BizJournals Portfolio
Oct 16 2008 7:46am EDT

Zack and Miri Make a Fuss

Zack and Miri might be able to make a porno, but they can't mention it in public.

Apparently, some newspapers, TV networks, cable channels, and outdoor advertising venues are refusing to carry ads for Kevin Smith's new mainstream comedy Zack and Miri Make a Porno. Why? Because of what's deemed as the "objectionable content of the ads" -- namely, the name.

The movie, starring Elizabeth Banks and Seth Rogen, is exactly what you would imagine from the likes of Smith and Rogan, the men responsible for Mall Rats, Superbad, and Pineapple Express: it's a goofy parody about a pair of friends who decide to make (really low-end) pornography to get out of debt.

Fox Sports had broadcast Zack and Miri commercials during Los Angeles Dodgers games, but dropped them after some viewers complained, the Associated Press reports. Across the country, the city of Philadelphia has refused to hang posters for the film at bus stops.

Has nobody told these critics that we're in a recession? With ad spending just at the beginning of what's likely to be a long, slow, downward spiral, shouldn't they ease up a little on the whole "puritanical values" thing?

The word "porno" doesn't violate any of the indecency standards of the Federal Communications Commission or the Motion Picture Association of America, but parents are nonetheless concerned over the effect of the ads on their children.

Diane Levin, an education professor specializing in child development at Boston's Wheelock College, told the Associated Press that she found the use of stick figures in the ads (above) particularly subversive when it came to corrupting our nation's youth.

SHORT EXERCISE 1: Please count the lines in the entries below that contain the string "seated", treating uppercase and lowercase as different, and give only that number.

SUPPLIED ENTRIES:
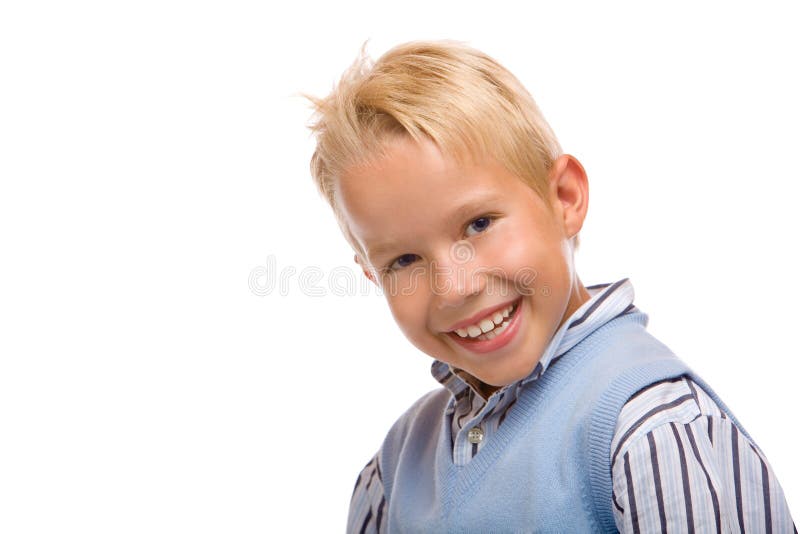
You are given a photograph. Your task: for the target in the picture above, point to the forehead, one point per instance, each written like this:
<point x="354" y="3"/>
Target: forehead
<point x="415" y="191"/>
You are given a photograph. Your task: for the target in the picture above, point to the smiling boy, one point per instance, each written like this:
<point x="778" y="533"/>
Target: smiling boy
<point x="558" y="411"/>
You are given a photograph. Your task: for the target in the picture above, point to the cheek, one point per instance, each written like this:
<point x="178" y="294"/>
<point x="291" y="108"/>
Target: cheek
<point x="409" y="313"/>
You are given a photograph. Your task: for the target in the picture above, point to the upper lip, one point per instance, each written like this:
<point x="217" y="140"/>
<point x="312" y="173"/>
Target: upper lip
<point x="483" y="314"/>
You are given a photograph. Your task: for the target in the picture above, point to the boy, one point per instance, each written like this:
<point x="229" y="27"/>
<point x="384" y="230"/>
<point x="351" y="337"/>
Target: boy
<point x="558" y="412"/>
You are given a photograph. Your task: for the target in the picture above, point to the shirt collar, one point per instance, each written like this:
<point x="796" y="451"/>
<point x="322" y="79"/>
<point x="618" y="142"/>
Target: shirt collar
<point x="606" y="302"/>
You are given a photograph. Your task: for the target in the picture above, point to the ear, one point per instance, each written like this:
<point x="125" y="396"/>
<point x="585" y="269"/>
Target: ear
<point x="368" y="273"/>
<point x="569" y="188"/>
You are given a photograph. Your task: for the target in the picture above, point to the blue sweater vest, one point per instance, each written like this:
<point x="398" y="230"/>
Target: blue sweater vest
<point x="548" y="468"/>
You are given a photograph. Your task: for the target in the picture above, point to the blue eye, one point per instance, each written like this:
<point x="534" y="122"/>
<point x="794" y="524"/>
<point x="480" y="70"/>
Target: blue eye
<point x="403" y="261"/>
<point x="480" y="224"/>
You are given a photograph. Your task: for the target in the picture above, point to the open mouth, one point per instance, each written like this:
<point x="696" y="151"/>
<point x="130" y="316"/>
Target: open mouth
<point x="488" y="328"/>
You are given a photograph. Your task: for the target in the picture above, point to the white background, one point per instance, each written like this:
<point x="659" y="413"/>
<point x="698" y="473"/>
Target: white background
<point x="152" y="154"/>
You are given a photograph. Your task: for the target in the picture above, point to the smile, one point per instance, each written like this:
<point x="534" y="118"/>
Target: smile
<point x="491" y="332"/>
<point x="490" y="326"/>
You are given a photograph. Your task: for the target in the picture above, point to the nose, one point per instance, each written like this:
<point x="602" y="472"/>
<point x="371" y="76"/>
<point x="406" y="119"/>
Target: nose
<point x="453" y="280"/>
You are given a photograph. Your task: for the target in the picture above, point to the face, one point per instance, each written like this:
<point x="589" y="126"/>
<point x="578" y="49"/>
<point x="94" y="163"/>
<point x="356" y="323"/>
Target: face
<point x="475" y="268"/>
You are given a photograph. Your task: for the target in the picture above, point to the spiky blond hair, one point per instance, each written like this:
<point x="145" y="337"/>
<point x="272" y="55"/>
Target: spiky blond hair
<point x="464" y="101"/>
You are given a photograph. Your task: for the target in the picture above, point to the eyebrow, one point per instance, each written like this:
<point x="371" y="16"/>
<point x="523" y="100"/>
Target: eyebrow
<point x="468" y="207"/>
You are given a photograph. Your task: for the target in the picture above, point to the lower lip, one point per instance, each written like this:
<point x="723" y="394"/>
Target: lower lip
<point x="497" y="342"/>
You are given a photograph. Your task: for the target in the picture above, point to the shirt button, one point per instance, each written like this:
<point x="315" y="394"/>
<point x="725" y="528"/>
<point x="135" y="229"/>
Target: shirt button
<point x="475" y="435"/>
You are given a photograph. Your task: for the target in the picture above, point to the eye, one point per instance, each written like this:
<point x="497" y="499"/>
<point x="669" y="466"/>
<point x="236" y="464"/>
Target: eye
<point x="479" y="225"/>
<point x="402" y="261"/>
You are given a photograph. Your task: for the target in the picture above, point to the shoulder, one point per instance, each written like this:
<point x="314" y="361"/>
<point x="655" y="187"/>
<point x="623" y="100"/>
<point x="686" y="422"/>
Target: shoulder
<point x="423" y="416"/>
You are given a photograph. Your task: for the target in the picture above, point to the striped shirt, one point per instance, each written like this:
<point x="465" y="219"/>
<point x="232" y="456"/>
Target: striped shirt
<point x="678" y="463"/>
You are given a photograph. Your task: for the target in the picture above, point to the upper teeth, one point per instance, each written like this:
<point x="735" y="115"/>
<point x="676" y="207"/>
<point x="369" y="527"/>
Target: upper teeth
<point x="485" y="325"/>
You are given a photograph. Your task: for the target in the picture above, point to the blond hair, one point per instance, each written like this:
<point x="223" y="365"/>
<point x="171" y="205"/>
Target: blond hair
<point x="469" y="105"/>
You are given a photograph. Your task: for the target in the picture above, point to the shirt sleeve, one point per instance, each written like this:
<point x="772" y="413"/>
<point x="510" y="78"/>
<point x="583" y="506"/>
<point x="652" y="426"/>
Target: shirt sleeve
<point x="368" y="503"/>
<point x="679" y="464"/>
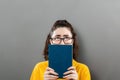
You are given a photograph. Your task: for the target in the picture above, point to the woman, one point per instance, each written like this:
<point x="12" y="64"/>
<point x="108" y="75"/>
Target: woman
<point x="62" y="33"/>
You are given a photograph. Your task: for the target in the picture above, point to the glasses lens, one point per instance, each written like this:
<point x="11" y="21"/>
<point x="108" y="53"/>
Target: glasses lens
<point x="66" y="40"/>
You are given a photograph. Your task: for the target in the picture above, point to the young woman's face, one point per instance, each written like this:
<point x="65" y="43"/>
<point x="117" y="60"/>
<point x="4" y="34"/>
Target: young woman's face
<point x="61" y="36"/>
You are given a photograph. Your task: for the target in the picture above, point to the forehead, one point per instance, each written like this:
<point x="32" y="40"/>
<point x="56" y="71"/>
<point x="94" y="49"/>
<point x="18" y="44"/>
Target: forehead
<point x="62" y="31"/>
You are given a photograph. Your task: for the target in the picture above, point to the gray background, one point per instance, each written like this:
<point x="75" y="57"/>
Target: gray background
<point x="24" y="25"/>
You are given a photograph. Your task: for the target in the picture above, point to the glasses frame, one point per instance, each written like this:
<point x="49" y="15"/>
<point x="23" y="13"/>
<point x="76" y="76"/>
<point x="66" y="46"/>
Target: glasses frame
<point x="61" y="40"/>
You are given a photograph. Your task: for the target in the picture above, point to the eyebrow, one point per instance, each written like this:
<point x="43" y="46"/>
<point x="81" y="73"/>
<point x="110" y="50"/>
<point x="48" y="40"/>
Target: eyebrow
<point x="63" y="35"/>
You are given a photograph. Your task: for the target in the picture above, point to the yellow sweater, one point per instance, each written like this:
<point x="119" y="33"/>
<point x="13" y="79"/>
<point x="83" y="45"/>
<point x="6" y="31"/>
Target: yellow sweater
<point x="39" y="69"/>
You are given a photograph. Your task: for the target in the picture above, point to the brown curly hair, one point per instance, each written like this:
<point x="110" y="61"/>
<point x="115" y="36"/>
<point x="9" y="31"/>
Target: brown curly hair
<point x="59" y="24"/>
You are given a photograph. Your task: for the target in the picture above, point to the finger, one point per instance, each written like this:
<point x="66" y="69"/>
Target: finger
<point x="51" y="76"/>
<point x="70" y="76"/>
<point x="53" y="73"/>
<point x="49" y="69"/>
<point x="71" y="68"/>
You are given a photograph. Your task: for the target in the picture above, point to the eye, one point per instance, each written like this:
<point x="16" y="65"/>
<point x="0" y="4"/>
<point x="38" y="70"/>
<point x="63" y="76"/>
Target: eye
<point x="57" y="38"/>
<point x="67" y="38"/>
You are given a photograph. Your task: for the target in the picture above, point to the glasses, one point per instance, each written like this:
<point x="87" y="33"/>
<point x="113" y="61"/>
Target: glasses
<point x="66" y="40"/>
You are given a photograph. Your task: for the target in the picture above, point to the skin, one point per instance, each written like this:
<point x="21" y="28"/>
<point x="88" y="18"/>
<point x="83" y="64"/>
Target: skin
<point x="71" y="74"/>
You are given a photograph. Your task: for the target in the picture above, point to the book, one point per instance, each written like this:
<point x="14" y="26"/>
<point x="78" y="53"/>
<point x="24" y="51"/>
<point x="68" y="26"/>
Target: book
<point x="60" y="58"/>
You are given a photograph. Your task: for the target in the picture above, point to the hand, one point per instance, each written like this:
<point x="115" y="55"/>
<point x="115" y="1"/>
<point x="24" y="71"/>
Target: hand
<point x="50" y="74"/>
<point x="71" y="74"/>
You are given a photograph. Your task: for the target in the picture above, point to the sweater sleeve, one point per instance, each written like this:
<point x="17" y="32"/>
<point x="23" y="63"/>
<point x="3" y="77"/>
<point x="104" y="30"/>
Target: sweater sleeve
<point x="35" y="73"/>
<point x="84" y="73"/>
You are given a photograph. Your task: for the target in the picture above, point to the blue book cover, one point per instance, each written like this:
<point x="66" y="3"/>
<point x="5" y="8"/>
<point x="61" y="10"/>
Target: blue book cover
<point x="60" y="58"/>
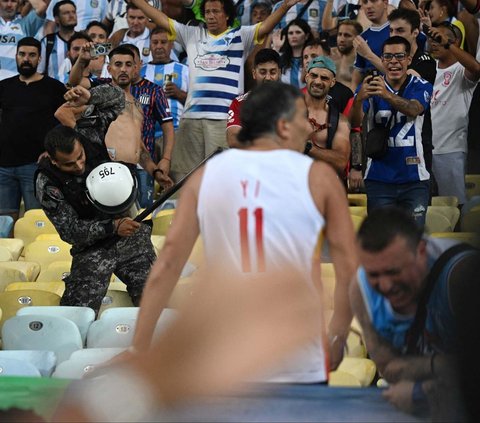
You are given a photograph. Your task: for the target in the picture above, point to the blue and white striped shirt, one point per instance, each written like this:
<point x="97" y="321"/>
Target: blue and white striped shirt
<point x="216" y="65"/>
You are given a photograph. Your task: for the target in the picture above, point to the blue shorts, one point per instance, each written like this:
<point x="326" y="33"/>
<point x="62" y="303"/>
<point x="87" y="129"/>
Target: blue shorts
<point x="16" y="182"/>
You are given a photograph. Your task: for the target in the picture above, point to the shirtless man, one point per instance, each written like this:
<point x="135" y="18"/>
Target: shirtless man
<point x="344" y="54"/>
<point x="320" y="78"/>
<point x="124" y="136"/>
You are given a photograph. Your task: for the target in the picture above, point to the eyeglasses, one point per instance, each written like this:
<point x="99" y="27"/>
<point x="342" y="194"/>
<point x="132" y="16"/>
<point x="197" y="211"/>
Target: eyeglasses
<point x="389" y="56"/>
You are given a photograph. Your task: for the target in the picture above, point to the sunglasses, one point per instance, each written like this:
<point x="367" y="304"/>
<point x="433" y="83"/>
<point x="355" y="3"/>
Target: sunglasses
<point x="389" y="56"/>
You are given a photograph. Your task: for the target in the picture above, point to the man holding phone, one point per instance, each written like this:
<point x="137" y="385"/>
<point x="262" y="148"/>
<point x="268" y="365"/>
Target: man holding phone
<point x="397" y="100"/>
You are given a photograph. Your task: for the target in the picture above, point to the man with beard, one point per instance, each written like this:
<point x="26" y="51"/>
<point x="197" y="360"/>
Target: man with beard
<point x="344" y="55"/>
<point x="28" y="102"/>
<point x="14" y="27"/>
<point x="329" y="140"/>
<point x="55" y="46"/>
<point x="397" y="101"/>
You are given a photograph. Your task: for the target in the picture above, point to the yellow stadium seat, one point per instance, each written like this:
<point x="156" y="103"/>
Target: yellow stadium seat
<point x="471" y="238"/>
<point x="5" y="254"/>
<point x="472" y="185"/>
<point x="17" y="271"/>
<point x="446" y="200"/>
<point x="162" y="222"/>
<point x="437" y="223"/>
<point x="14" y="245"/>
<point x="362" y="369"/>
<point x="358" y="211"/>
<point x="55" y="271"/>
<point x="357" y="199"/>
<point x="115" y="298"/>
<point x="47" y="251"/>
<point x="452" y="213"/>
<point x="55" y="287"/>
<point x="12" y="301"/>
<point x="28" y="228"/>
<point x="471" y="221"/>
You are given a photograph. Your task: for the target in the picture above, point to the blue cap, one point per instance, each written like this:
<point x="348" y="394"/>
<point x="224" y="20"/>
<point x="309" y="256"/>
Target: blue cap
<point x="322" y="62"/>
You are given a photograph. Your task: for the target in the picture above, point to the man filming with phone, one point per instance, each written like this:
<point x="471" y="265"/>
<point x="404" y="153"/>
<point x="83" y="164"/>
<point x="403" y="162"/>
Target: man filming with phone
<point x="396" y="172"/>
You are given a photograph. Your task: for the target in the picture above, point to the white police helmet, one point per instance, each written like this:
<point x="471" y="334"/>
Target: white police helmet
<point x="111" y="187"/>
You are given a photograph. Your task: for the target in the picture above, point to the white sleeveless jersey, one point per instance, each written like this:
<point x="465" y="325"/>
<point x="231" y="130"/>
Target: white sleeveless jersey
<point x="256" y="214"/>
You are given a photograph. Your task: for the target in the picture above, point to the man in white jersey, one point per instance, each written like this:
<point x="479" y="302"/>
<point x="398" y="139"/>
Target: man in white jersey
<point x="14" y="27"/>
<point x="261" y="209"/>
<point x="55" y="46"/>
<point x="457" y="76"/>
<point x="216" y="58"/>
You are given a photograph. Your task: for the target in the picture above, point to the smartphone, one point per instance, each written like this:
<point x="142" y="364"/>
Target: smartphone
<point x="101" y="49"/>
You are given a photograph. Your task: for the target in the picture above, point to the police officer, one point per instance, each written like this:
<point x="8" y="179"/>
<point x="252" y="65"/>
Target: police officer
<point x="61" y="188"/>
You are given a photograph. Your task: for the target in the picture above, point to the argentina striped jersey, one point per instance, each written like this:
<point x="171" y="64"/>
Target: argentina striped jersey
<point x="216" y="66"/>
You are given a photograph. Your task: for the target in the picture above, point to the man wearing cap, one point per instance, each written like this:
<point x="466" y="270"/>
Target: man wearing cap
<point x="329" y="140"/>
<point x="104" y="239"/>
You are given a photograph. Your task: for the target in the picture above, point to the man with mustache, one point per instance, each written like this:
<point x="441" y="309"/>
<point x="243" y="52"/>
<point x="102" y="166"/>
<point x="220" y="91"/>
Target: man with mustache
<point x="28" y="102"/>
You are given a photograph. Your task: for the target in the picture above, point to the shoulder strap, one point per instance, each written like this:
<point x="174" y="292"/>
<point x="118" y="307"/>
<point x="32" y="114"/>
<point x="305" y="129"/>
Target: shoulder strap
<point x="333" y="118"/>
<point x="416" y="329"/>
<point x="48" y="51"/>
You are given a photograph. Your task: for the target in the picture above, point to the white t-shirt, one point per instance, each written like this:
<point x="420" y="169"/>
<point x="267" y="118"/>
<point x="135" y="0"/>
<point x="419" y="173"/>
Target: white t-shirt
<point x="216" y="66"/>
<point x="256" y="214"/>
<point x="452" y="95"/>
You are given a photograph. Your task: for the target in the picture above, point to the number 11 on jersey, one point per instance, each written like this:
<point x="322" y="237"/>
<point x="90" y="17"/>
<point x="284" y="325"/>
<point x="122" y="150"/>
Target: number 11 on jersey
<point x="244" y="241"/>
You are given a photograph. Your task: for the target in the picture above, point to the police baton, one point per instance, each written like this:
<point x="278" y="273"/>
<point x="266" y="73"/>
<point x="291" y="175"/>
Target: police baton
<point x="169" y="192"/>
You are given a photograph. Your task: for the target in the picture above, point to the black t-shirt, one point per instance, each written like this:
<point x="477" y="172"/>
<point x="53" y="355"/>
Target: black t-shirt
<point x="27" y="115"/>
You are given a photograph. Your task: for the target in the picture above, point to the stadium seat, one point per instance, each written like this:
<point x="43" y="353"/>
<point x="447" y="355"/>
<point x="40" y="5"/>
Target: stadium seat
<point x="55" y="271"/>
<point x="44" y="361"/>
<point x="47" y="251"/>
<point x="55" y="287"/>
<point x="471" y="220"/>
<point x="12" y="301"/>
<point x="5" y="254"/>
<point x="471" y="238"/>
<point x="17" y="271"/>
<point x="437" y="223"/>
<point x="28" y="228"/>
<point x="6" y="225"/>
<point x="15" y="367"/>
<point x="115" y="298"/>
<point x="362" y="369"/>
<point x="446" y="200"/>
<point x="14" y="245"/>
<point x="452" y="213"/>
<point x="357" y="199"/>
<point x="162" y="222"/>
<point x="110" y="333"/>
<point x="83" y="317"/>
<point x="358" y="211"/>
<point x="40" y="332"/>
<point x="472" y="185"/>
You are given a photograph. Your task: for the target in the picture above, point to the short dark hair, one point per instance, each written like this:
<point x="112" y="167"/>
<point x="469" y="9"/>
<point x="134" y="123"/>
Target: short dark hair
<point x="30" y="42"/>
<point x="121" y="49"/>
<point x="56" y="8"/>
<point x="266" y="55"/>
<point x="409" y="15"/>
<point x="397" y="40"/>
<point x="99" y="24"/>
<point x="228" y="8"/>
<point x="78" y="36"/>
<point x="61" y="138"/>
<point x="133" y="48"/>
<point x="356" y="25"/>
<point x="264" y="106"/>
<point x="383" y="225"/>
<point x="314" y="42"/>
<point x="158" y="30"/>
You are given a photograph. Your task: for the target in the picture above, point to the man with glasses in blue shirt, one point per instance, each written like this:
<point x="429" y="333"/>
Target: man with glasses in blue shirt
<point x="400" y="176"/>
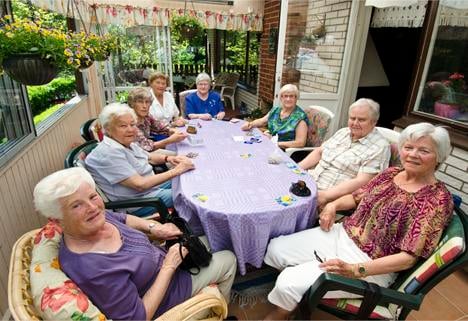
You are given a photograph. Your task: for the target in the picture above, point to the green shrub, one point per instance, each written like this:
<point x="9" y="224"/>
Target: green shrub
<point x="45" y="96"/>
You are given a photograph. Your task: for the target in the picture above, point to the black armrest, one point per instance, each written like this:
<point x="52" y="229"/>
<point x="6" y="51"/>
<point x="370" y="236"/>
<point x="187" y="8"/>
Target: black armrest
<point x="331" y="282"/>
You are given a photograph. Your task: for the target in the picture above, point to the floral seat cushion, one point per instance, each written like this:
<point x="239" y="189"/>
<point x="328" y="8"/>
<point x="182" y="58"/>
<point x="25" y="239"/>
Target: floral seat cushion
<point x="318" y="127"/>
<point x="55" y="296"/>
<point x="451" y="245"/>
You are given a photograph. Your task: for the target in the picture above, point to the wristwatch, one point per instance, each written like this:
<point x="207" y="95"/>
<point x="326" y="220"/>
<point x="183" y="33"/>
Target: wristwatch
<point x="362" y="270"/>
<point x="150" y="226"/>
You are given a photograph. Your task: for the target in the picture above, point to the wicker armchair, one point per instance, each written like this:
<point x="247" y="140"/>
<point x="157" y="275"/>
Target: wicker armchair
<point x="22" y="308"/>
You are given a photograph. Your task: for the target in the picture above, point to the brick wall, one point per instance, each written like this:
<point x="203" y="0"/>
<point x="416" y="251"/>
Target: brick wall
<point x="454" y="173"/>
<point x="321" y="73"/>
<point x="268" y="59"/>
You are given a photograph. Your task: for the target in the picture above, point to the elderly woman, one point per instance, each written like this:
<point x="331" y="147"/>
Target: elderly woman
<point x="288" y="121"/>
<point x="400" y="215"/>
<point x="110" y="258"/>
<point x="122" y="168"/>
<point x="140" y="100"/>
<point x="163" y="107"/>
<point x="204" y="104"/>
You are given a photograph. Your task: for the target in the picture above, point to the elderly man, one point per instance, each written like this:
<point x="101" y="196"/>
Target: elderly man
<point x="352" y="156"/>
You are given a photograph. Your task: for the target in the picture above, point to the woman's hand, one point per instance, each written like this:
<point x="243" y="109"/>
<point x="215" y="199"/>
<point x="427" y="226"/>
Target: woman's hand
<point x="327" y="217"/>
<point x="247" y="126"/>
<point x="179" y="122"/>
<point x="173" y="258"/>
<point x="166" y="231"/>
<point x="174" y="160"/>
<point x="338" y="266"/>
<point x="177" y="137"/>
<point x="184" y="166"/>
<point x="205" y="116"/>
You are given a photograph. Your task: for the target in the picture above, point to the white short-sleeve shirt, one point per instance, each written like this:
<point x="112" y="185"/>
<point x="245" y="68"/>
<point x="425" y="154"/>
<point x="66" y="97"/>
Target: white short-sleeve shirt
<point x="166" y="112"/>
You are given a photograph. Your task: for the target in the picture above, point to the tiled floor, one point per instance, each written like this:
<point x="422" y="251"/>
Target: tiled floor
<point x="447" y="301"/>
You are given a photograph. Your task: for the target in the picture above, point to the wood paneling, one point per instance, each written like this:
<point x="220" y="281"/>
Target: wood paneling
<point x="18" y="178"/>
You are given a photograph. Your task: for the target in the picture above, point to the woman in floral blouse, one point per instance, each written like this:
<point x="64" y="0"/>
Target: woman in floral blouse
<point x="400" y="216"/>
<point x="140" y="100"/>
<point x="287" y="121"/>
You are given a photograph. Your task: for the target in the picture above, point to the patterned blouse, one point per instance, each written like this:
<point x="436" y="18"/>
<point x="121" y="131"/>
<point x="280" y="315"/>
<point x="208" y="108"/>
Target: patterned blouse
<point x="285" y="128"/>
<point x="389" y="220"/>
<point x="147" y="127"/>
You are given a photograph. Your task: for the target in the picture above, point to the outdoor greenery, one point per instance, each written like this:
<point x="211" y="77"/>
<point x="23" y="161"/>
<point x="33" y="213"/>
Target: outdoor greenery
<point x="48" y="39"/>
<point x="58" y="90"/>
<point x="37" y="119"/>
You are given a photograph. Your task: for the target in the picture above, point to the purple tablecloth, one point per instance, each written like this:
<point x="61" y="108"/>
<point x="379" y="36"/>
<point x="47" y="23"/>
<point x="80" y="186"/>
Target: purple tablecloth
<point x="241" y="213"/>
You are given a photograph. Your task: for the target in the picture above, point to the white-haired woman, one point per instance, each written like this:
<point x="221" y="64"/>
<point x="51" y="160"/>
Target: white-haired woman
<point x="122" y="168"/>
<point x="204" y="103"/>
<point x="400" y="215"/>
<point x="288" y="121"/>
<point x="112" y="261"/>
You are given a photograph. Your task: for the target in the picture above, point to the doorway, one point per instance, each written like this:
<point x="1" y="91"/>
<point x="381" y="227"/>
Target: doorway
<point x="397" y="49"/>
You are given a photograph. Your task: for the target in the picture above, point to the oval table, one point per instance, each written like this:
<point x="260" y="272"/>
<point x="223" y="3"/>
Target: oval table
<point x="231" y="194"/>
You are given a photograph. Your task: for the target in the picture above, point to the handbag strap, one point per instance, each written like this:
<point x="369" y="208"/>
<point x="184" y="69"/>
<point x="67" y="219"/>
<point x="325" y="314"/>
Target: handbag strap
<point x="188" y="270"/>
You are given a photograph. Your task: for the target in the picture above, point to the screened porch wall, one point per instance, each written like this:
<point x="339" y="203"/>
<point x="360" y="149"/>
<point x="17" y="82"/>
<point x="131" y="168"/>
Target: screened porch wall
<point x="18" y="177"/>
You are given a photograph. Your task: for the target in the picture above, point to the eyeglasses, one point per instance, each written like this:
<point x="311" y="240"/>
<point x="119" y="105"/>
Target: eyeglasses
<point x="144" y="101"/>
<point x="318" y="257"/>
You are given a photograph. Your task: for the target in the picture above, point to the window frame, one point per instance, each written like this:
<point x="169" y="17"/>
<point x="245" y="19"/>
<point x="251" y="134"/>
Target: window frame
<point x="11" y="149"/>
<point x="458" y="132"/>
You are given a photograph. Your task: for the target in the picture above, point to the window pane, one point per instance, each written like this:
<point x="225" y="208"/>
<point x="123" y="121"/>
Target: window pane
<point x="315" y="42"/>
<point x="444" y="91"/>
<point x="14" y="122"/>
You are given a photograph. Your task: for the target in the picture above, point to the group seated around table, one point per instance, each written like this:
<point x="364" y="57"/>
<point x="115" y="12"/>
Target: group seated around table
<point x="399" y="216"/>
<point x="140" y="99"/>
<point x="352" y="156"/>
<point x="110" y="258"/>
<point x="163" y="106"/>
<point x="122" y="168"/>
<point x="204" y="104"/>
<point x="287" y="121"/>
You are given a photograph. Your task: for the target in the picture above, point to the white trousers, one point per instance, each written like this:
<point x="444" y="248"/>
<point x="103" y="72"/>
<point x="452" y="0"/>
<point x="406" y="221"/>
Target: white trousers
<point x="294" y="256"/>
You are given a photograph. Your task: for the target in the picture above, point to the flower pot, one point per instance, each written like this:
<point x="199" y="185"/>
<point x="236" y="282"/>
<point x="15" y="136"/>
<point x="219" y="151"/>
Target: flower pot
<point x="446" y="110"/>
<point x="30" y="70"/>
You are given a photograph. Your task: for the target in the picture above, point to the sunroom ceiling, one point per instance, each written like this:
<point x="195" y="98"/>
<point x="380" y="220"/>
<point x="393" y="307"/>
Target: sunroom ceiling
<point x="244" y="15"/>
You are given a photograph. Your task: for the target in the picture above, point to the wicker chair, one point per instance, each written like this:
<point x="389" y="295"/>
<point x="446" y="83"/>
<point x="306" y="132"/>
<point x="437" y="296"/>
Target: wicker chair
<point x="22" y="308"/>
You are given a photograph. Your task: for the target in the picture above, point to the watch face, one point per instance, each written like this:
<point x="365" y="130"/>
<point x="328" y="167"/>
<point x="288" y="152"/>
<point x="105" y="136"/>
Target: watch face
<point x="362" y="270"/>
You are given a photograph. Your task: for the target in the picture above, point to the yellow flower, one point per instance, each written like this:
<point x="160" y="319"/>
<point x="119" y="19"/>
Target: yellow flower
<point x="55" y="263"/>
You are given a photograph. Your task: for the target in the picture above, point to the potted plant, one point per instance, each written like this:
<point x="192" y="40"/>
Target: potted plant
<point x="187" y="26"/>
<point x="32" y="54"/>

SHORT EXERCISE 2: From the article on the Zack and Miri ads, list every kind of outlet it says is refusing to carry ads for the film.

FULL OUTPUT 1: 2

FULL OUTPUT 2: Newspapers, TV networks, cable channels, outdoor advertising venues